TASK REQUIREMENTS -
(1) In the blog post, which airline misplaced the writer's bicycle?
(2) Copy the blog post word for word from "Another 90 minutes" up to and including "lost this year.".

EXCERPTED PASSAGE -
# # #

Another 90 minutes until 2009 ends. Melinda is working tonight and tomorrow, so a low-key holiday for me. I've been working on an optics project I'll post about eventually... This evening I've been searching through my boxes of photos looking for ones I've visualized the last couple months - of friends lost this year.
The news came in early October that my friend Glenn Losey died in Cedar Rapids. He was 71 and died of lung cancer - I've never known him to smoke, but I've only known him for 15 years. I met Glenn in 1993. I had flown into Sioux City, Iowa to take part in the annual celebration of the bicycle called RAGBRAI (Register's Annual Great Bike Ride Across Iowa). Well, through a series of circumstances, United Airlines had "misplaced" my bicycle. Fortunately, though, there was another biker who suffered the same situation. She was coming in from Seattle, and their team driver was Glenn Losey, waiting curbside for her, and a smile and handshake for me. He offered to bring me back later for my bike, meanwhile me and my camping gear were welcome to join "Team Toad". Well, my bike wasn't "found" for 24 hours, so that first day of the ride, Glenn had me as assistant support driver as we exchanged life stories. He was just about the friendliest guy I had ever met, and seemingly had an endless supply of silly t-shirts, as illustrated in the photos. We only saw each other the week of the ride every year, but it was if I were family, and we kept in touch by e-mail the rest of the year - he put me on his mailing list of "groaner" jokes, and had about a thousand questions when he and his wife Barb adopted a mother cat and kittens. He stopped driving for the group after a few years, and I only saw him only occasionally when they loaded the bus for the continuing RAGBRAI trips. I stopped going myself this year, so I had lost track of the health of him and others in the group. Then the bad news from Carl, our team leader about his death - a shock of sadness knowing his smile will not greet me on my return... Sad indeed.

# # #

COLLECTED DATA -
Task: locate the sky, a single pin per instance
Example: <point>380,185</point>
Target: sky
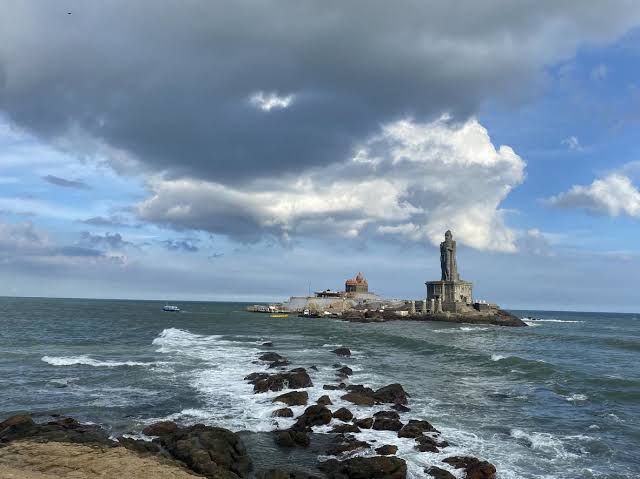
<point>249,151</point>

# # #

TASK-BY-TASK SOLUTIONS -
(1) United Airlines

(2)
Another 90 minutes until 2009 ends. Melinda is working tonight and tomorrow, so a low-key holiday for me. I've been working on an optics project I'll post about eventually... This evening I've been searching through my boxes of photos looking for ones I've visualized the last couple months - of friends lost this year.